What to do: Starting at the beginning of the items and ending at the line containing "pixel 943 414", rename "wooden walkway" to "boardwalk" and reproduce those lines with no other change.
>> start
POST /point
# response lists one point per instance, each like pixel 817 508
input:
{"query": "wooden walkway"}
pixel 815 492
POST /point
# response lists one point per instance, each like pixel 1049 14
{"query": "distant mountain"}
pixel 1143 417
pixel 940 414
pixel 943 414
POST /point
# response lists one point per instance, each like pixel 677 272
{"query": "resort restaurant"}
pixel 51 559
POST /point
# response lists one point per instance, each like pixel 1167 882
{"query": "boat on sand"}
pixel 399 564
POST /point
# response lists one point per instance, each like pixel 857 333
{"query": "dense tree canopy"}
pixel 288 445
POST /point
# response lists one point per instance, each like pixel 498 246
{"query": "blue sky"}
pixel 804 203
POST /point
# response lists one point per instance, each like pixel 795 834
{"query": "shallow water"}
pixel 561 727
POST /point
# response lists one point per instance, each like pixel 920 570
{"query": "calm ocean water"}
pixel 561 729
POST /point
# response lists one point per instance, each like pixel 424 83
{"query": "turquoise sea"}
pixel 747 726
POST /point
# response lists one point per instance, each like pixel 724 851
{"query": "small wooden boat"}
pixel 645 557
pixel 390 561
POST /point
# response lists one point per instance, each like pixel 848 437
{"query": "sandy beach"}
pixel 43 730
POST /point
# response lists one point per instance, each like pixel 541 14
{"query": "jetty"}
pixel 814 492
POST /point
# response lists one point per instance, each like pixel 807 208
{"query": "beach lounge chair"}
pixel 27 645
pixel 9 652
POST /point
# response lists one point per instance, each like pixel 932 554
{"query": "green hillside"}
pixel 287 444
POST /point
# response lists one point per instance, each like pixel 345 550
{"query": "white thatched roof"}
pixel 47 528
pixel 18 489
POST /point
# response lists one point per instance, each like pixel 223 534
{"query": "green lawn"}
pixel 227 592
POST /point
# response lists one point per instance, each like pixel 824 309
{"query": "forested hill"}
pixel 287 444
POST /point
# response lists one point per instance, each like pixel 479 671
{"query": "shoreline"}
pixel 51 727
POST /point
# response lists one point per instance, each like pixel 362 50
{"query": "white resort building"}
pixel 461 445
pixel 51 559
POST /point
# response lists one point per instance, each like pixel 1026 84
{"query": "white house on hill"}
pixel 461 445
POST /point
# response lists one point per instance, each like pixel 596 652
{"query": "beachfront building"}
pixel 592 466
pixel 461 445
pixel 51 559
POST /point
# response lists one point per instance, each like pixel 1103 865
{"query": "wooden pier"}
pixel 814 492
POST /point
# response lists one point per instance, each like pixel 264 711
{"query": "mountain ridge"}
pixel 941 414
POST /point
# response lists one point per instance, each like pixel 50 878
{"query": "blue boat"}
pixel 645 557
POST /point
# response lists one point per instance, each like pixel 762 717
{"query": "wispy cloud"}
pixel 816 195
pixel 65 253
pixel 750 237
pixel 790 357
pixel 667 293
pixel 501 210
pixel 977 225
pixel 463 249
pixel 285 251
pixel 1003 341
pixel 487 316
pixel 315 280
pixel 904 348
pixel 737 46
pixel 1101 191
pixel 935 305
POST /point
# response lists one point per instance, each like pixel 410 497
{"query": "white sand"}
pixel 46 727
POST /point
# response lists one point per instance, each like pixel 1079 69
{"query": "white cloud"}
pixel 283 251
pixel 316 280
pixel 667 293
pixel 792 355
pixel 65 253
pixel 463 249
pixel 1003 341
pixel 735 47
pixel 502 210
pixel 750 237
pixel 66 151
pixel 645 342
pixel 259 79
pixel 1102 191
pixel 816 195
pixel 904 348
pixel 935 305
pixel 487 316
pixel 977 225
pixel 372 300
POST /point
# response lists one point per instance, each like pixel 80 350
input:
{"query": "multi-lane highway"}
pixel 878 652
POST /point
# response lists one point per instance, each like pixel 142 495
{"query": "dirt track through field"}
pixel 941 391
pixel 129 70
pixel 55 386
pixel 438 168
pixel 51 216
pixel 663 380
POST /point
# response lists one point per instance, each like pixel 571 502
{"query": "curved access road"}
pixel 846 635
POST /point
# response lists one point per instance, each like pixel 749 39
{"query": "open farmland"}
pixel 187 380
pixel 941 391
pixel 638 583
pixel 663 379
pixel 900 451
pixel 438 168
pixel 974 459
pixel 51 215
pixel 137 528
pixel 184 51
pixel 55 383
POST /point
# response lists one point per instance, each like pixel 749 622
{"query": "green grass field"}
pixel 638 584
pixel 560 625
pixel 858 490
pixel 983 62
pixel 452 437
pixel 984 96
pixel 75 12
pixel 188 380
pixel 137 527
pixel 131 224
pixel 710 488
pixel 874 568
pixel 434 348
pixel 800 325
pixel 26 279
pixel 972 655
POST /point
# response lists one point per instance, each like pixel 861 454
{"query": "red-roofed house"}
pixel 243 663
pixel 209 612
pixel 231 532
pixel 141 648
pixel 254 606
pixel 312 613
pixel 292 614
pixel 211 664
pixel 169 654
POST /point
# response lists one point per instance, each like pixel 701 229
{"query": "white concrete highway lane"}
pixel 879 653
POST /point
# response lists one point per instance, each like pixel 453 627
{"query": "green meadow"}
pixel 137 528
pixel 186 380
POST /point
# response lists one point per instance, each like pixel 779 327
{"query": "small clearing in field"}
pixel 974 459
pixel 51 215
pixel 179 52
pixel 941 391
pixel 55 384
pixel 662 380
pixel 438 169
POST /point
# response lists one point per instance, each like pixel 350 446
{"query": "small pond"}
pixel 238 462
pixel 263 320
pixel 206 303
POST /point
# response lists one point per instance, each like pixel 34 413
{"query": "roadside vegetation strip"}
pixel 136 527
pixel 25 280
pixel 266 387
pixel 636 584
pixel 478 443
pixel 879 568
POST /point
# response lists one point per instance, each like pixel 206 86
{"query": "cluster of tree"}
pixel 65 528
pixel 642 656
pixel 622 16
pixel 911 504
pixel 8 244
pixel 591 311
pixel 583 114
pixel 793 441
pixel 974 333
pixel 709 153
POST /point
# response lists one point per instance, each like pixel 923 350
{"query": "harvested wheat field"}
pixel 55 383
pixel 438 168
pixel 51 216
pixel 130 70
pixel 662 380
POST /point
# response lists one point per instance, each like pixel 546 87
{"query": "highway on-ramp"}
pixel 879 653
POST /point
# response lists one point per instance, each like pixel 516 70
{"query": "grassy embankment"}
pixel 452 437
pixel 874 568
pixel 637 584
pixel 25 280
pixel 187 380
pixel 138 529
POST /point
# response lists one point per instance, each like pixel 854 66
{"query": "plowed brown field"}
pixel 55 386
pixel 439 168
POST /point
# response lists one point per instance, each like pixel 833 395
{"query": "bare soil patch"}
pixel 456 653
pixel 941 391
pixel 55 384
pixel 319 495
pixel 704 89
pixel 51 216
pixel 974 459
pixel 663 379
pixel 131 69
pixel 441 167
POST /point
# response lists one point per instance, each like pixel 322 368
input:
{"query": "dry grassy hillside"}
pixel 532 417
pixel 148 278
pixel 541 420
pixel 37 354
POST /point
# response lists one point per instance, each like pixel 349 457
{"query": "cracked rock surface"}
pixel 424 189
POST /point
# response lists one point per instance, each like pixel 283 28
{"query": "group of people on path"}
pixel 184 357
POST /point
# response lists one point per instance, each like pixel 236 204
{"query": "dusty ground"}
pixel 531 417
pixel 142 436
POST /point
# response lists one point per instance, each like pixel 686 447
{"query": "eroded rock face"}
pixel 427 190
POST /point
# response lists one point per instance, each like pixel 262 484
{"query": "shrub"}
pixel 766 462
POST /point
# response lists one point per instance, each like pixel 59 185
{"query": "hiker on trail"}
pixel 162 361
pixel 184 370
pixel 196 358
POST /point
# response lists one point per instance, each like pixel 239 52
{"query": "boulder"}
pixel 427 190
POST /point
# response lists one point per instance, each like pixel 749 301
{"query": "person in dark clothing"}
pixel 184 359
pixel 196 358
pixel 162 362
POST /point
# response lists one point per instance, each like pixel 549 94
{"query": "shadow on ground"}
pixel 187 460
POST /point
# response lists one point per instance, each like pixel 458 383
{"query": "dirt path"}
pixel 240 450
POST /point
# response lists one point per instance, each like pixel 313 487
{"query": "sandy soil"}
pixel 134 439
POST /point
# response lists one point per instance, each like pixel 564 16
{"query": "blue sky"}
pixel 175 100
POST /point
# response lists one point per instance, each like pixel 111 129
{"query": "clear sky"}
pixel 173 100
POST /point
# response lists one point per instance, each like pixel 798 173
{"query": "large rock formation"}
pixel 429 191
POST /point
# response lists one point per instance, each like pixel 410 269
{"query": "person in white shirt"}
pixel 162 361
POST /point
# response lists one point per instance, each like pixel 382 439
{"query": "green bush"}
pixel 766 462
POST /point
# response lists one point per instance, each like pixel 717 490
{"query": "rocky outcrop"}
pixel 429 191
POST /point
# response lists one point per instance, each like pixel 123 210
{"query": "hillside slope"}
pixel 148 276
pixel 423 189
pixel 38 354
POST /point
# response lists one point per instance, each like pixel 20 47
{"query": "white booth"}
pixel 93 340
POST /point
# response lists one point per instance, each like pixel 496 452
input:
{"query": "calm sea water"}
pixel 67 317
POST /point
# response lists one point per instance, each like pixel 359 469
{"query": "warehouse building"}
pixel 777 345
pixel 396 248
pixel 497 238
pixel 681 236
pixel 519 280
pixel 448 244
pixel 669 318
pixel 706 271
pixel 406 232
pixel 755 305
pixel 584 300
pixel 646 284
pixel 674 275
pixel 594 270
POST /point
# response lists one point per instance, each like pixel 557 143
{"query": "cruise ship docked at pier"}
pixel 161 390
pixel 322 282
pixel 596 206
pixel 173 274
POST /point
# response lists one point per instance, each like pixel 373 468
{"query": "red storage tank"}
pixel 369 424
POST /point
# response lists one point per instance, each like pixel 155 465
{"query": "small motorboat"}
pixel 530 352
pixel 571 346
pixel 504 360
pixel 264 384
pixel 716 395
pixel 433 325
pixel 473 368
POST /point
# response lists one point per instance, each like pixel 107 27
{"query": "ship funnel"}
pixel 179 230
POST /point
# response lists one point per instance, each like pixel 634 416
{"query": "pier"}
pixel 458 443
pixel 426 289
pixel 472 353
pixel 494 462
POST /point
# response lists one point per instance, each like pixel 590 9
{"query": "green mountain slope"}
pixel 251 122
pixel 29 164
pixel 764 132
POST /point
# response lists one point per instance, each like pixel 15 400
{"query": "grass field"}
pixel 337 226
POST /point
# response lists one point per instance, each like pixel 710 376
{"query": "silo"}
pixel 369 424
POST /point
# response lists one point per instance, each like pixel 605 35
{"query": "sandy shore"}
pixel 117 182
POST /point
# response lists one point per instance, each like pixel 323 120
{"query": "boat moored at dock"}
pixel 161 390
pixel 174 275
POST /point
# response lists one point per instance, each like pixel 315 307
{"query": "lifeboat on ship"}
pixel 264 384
>> end
Response:
POST /point
# response lists one point per instance, each like pixel 817 508
input:
{"query": "boardwalk"}
pixel 815 492
POST /point
# response lists one point per instance, each like pixel 1049 14
{"query": "distant mountain"}
pixel 1143 417
pixel 940 414
pixel 943 414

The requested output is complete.